Prompt A — Pull out every line in the records below that contains the word "positive" and copy each one.

Personally I can not stand the color of the Metalcloak lift kit. Short of a bright green, orange, or yellow, I can't think of a worse color. However, to compound the problem, they didn't paint the parts, they zinc plated them, which make them difficult to paint. If they had powder coated the parts or simple painted them, giving them a new color would be a snap, but zinc is a surface that paint has a hard time sticking to.

Here is the proper way to get rid of the ugly and give your Metalcloak arms a new durable finish that will last for years to come. It is probably best to install the lift and dial in all the control arm lengths, then take them off and prep and paint them assembled. I couldn't install my lift for several weeks because of other missing parts so I took them apart and painted the parts individually. I'll have to climb under the jeep and do some touch-up painting once I get the arms adjusted. Please note that there are three different types of joint on a Metalcloak lift for the JK, straight, narrow bent, and wide bent. The rear uppers are narrow and the front uppers are wide.

The records —
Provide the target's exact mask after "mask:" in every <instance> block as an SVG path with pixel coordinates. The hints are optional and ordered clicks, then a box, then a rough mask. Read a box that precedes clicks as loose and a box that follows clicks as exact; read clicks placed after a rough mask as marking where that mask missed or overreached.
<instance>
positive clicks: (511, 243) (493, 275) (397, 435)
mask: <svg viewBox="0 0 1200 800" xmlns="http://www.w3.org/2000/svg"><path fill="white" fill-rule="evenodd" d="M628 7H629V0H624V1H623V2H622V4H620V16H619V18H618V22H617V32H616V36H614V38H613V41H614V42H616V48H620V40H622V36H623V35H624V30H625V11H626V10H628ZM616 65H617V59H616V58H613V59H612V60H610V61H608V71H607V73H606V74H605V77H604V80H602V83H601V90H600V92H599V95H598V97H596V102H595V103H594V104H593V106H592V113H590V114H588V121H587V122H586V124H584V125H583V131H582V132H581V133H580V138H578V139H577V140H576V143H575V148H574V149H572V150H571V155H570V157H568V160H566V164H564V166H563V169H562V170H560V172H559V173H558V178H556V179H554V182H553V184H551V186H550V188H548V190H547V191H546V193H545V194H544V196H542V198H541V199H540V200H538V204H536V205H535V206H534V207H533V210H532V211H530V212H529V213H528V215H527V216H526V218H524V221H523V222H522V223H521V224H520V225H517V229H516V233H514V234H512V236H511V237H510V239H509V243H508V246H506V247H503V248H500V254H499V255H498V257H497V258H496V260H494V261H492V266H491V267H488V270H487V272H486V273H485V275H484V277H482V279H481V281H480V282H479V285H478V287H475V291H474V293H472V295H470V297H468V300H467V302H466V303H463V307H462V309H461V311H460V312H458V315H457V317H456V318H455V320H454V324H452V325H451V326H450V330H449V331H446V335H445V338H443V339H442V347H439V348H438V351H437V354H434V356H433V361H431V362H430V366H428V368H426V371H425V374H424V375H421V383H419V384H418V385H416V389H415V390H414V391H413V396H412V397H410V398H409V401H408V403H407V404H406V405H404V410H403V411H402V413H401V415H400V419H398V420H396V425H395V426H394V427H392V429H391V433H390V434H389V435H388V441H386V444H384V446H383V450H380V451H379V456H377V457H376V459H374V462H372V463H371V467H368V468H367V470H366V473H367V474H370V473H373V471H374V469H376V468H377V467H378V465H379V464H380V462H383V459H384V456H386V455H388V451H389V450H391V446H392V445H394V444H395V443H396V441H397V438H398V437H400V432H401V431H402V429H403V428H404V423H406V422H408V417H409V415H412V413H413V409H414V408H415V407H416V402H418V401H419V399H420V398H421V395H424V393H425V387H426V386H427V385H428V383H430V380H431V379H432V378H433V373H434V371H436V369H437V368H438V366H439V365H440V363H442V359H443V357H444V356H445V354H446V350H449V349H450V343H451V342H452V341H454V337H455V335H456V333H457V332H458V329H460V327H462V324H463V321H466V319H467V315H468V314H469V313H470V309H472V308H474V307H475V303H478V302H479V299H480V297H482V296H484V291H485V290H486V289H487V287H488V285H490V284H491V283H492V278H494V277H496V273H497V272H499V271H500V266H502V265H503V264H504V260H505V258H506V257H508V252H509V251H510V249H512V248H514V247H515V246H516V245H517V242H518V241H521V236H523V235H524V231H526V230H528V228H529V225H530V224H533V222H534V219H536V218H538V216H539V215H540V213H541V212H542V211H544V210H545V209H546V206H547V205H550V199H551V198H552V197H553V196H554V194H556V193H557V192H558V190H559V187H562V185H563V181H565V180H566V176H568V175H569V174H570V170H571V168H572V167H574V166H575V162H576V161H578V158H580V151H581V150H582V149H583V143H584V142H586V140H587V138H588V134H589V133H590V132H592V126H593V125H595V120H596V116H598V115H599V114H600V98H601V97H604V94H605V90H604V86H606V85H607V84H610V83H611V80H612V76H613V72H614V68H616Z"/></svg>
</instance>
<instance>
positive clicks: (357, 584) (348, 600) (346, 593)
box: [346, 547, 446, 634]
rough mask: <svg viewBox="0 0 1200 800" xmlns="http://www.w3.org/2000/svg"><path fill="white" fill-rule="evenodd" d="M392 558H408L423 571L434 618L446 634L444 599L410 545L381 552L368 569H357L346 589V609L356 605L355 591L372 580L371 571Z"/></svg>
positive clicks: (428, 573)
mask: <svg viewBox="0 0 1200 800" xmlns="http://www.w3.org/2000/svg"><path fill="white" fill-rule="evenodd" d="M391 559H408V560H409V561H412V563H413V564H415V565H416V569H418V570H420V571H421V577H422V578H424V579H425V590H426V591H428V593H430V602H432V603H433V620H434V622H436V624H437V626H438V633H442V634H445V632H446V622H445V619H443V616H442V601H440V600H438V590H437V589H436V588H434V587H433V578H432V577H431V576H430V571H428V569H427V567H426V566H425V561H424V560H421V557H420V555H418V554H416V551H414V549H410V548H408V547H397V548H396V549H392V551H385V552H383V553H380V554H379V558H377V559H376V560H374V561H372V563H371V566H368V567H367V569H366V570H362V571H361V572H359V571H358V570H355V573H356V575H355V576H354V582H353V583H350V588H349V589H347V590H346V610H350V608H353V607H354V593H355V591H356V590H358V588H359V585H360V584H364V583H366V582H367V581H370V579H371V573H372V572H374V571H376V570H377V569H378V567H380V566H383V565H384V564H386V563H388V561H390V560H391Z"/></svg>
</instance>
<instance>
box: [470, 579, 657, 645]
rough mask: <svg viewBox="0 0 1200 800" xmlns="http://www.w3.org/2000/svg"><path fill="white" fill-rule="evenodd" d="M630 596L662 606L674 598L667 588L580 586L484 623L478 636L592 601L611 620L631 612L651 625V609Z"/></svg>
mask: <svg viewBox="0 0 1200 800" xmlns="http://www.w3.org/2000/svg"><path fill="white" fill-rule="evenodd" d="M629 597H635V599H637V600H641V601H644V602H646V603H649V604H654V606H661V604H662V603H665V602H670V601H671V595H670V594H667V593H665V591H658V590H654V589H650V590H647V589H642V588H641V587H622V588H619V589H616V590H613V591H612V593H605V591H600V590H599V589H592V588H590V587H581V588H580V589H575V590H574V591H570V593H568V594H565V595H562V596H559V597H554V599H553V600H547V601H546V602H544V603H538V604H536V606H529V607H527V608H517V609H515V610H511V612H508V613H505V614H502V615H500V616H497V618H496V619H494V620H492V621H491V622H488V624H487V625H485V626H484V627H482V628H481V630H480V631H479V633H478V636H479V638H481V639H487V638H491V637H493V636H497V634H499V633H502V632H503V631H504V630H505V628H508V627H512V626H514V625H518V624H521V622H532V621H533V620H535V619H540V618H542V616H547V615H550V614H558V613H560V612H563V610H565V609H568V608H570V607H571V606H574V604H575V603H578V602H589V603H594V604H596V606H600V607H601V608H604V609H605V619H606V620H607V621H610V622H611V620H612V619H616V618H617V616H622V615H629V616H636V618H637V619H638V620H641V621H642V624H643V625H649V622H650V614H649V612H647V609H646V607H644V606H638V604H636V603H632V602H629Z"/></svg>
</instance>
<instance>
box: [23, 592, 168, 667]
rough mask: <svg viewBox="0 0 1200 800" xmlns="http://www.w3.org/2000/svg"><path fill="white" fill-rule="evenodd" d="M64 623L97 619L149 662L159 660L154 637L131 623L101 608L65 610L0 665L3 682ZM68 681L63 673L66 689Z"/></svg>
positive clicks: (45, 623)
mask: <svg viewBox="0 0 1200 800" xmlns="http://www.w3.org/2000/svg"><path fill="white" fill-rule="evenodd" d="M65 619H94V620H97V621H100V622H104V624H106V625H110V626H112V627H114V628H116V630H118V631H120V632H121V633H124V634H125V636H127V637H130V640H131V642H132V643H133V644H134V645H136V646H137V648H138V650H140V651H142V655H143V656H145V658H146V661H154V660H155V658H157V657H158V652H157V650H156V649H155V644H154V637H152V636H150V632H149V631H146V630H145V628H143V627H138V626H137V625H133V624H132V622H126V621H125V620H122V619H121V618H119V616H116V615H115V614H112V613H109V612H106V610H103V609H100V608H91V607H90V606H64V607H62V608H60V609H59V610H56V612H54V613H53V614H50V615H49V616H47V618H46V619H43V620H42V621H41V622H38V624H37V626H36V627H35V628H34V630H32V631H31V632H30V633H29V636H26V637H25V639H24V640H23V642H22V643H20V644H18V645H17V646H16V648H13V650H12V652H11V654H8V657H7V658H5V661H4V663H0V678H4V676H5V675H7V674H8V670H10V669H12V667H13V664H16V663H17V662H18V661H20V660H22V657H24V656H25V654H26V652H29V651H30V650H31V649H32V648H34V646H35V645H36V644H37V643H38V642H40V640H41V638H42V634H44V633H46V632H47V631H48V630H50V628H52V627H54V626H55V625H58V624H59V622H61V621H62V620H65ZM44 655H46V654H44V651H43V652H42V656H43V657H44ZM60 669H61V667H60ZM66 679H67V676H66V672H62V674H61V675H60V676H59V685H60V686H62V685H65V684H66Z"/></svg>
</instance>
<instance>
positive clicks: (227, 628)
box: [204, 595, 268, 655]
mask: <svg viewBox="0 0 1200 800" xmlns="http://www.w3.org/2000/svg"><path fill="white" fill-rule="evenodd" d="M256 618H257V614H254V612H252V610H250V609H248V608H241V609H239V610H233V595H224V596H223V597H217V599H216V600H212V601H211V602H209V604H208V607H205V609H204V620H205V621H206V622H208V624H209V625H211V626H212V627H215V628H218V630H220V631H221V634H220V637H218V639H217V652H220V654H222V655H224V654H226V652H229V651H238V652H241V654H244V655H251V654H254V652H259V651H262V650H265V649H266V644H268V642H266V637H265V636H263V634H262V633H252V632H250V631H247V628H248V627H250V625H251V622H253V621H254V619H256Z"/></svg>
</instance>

...

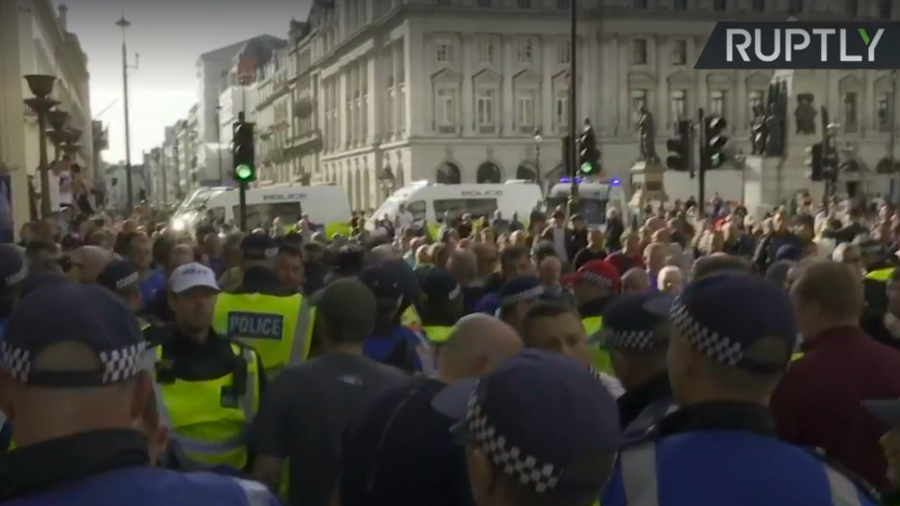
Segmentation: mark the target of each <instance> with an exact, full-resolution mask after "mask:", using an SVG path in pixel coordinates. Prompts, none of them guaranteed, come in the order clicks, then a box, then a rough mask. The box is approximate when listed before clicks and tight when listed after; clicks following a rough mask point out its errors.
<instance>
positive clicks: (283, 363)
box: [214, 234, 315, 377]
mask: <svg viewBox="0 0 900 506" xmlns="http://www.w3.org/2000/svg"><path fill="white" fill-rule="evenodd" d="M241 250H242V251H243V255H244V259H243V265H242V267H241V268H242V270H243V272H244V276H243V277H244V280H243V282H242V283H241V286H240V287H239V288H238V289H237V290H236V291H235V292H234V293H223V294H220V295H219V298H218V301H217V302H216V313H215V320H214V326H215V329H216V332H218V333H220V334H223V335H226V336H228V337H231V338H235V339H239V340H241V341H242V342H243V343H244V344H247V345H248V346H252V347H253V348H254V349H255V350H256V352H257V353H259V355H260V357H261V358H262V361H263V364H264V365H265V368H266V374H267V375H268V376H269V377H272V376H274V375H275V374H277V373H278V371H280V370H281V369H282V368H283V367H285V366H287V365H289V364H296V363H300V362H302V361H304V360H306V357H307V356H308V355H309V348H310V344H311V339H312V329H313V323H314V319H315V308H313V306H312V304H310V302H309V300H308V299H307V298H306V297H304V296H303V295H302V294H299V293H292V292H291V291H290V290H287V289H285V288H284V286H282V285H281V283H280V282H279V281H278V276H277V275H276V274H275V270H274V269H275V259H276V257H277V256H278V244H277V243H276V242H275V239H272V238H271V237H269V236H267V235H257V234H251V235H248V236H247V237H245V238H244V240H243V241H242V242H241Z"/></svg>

Prompt B — Take the passage on repainting Metalcloak lift arms further, continuing from its last sentence.

Task answer A —
positive clicks: (511, 243) (493, 275) (397, 435)
positive clicks: (357, 584) (348, 600) (346, 593)
positive clicks: (428, 573)
positive clicks: (45, 623)
positive clicks: (227, 628)
positive clicks: (283, 363)

Task answer B —
1) (If you've already installed the lift, you can skip this step.) Unthread the forged ends from the arms. It's impossible to know exactly what the finished length of the arms will be so don't bother guessing.

2) Start by wiping down the arms with a clean rage soaked with a solvent like acetone to remove any oils left behind from the production process. Pay close attention to the snap-ring areas since you know they lube those bushings so there will definitely be something there that has to go, however don't submerge the joint in solvent since you don't want to remove or break down the lubricant inside the joint, just clean the outside. Also don't remove the grease on the threaded portions of the forged ends, just tape off the threaded portion and clean the joint end only. The threaded portion that remains exposed after installation will get cleaned and painted after installation.

zinc plated arm
Metalcloak arm in all it's golden horror

3) Sand the arms thoroughly. I used 320 grit 3M SandBlaster Ultra Flexible sandpaper.

4) Steel wool the retaining ring/washer area of the joints. It's crucial to get paint to stick here since these ares will be the parts most susceptible to rust. The small ledges and grooves will hold salty water all winter long and the thin metal of the snap ring and washer are the last pieces we want to fail.

5) Wipe down again with acetone just before painting to make sure all oils are gone.

Preped Metalcloak arm ready for primer
Metalcloak arm sanded, steel-wooled, and ready for paint.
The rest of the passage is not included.